Given exercise. Format the stretch of the items from the line containing "logo, that would be wonderful." through the final item as a Markdown table with the columns "No." and "Text". Give each non-blank line its own numbered row.

[Stored data entries]
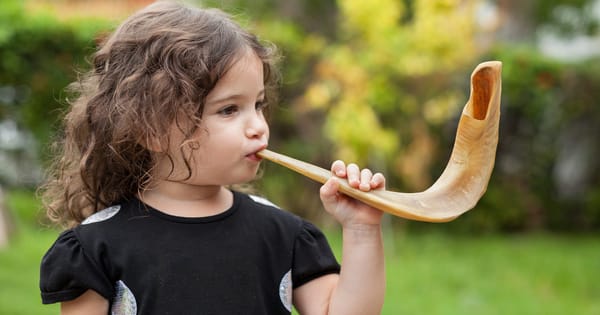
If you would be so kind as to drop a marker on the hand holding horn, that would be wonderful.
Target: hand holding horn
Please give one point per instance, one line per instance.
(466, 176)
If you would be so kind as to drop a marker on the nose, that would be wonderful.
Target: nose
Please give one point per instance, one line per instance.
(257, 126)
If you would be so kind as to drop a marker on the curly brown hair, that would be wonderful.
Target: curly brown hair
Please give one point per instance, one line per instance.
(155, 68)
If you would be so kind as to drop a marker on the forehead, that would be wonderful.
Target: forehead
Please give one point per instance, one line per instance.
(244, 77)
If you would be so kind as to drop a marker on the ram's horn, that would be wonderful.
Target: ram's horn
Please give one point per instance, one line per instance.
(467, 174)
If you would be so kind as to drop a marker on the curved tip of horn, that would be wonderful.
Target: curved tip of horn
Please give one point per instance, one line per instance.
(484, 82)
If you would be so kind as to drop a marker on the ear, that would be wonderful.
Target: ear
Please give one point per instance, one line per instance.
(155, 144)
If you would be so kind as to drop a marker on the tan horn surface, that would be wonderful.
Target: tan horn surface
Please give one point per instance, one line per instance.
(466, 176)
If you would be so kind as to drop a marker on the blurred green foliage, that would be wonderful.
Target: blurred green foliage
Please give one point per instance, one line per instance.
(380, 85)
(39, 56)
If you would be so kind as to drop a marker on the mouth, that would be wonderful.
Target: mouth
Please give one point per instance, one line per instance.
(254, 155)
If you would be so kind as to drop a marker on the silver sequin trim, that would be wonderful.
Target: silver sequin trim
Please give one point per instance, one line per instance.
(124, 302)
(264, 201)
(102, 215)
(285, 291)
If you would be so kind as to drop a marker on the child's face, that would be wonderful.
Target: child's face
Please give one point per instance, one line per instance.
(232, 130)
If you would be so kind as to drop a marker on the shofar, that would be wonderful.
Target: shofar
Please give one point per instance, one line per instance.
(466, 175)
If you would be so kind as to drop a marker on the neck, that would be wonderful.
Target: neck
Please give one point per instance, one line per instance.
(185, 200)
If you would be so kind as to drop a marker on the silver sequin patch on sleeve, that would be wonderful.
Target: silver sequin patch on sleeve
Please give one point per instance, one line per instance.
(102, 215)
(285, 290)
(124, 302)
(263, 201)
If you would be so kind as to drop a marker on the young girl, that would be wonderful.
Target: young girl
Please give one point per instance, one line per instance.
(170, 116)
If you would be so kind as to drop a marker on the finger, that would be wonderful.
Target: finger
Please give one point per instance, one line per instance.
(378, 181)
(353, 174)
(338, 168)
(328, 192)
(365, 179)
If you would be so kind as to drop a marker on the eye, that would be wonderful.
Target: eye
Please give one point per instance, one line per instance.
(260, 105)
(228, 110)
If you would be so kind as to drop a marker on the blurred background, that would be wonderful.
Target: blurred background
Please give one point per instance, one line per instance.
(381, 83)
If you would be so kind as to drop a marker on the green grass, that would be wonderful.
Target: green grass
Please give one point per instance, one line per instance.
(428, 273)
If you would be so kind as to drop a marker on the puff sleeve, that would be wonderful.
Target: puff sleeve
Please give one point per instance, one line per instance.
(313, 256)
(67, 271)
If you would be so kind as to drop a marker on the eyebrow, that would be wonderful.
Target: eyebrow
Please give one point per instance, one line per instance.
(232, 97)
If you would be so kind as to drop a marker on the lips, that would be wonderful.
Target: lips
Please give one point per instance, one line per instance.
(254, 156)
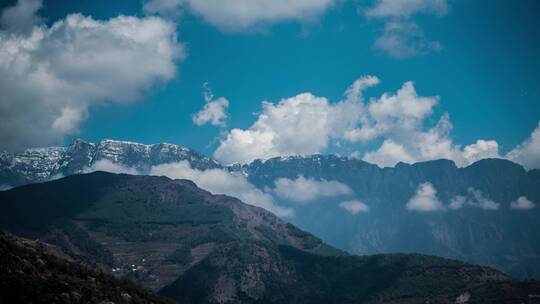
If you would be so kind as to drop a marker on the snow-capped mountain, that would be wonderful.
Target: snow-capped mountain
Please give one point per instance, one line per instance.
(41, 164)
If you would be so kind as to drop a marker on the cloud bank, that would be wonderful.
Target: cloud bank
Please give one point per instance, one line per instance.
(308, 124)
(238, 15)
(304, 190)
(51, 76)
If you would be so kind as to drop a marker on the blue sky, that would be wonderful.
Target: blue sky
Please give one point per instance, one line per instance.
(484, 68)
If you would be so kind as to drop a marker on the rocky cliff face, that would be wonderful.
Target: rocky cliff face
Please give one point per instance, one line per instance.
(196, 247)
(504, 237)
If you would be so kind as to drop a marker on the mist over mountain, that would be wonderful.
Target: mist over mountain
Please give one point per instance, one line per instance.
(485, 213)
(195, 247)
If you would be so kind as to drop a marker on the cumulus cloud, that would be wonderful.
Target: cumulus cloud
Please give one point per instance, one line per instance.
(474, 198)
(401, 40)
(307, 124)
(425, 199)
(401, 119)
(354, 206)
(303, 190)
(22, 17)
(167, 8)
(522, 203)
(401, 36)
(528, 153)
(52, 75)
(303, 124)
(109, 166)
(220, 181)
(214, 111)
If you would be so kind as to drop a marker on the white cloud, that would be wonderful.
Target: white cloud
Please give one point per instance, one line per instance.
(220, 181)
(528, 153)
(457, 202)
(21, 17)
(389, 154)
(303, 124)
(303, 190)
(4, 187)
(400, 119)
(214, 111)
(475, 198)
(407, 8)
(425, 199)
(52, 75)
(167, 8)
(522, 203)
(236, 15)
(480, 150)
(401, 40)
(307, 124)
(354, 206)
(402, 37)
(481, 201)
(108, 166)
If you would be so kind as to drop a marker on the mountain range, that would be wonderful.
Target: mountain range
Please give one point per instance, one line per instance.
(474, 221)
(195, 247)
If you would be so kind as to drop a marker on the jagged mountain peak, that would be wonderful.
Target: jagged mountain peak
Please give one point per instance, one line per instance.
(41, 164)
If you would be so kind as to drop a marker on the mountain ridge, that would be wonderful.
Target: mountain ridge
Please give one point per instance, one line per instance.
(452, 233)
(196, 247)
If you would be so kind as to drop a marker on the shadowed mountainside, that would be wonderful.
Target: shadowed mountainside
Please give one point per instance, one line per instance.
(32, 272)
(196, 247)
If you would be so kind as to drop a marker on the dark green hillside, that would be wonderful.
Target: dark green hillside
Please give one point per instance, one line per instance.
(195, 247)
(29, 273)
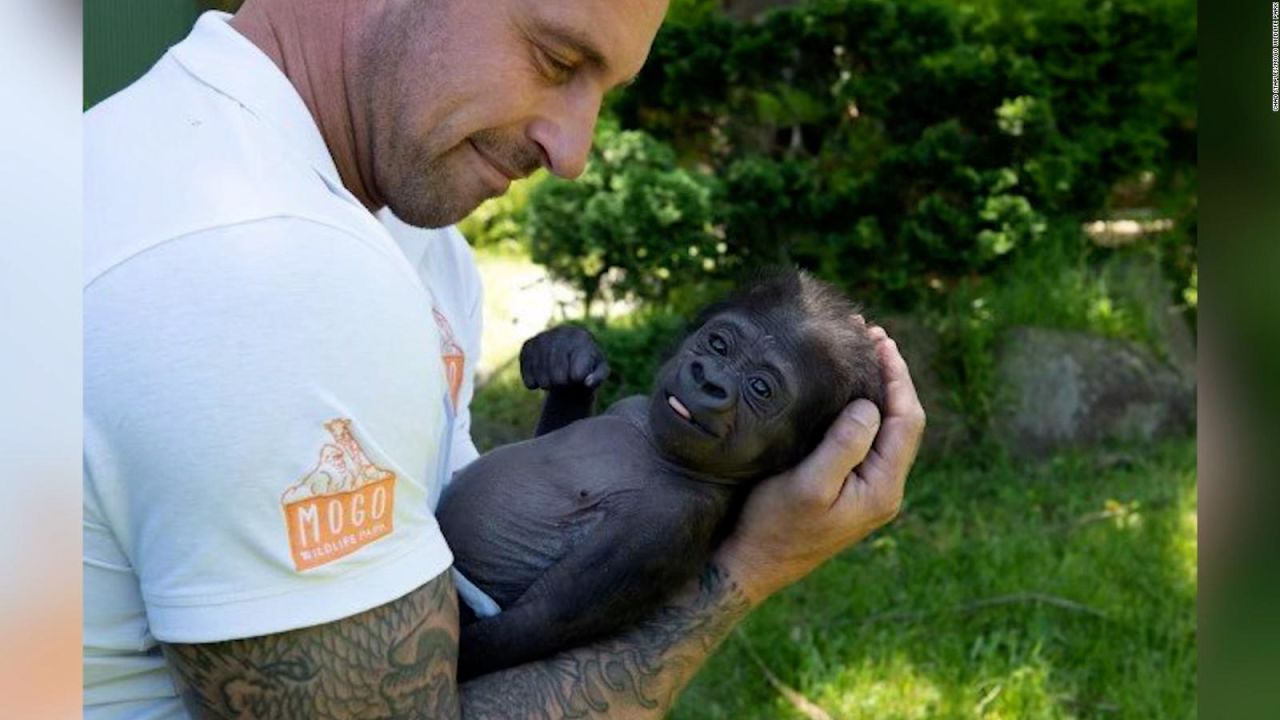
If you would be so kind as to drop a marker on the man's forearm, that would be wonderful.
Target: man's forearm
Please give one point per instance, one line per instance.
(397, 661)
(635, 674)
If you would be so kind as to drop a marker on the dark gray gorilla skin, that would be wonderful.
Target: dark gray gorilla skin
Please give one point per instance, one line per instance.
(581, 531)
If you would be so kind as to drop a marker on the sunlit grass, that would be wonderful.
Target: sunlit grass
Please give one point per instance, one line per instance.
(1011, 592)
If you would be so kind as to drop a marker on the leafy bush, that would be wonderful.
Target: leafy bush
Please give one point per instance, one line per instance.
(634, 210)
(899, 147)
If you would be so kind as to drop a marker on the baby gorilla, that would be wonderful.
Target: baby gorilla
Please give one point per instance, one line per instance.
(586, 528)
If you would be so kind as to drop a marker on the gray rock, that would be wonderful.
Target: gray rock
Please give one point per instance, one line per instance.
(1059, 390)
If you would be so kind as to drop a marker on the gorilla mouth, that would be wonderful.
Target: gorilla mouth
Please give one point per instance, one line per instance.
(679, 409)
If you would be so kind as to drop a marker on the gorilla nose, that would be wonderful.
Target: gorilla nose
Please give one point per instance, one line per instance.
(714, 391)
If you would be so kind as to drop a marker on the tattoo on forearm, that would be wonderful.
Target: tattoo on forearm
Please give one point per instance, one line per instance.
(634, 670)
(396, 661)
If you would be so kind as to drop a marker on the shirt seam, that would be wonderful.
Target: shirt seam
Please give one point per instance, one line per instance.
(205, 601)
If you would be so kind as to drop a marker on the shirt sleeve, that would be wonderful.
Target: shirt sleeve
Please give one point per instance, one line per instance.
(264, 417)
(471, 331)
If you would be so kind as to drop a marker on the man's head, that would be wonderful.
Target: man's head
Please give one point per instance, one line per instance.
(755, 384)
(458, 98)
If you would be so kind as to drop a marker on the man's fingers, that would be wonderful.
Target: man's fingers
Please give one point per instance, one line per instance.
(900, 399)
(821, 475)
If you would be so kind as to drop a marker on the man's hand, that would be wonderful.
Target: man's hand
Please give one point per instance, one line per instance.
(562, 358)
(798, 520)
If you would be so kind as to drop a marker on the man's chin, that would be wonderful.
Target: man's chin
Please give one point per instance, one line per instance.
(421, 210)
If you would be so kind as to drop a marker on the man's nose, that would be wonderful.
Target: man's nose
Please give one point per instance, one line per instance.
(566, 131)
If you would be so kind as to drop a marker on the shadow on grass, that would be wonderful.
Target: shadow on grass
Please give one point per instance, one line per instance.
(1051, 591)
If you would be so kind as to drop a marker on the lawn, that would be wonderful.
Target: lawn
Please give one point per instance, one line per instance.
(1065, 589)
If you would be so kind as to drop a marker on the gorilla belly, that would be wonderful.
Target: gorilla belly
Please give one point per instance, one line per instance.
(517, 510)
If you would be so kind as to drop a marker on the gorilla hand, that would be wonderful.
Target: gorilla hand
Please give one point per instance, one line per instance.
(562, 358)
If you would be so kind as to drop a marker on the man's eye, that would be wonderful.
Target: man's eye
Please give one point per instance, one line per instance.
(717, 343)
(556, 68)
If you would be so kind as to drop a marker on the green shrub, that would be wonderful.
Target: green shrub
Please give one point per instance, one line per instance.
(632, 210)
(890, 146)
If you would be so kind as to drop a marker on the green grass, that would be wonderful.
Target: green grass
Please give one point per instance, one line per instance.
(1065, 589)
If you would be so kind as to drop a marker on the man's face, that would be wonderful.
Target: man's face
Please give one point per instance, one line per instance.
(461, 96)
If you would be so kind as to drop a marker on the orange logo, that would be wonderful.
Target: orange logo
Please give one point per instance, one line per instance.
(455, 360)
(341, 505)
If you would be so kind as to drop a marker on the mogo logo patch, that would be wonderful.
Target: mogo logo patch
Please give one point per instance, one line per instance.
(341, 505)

Task output.
| No. | Text |
|---|---|
| 1 | If you would be so kind as to drop a marker on the orange logo, that would be wonderful. |
| 2 | Target: orange logo |
| 3 | Please give one point per instance, one line per instance. |
| 4 | (455, 360) |
| 5 | (341, 505) |
| 6 | If you would be so kind as to drop a marker on the mogo logo patch, that would be wonderful. |
| 7 | Target: mogo logo patch |
| 8 | Please give one point per instance, one line per instance. |
| 9 | (341, 505) |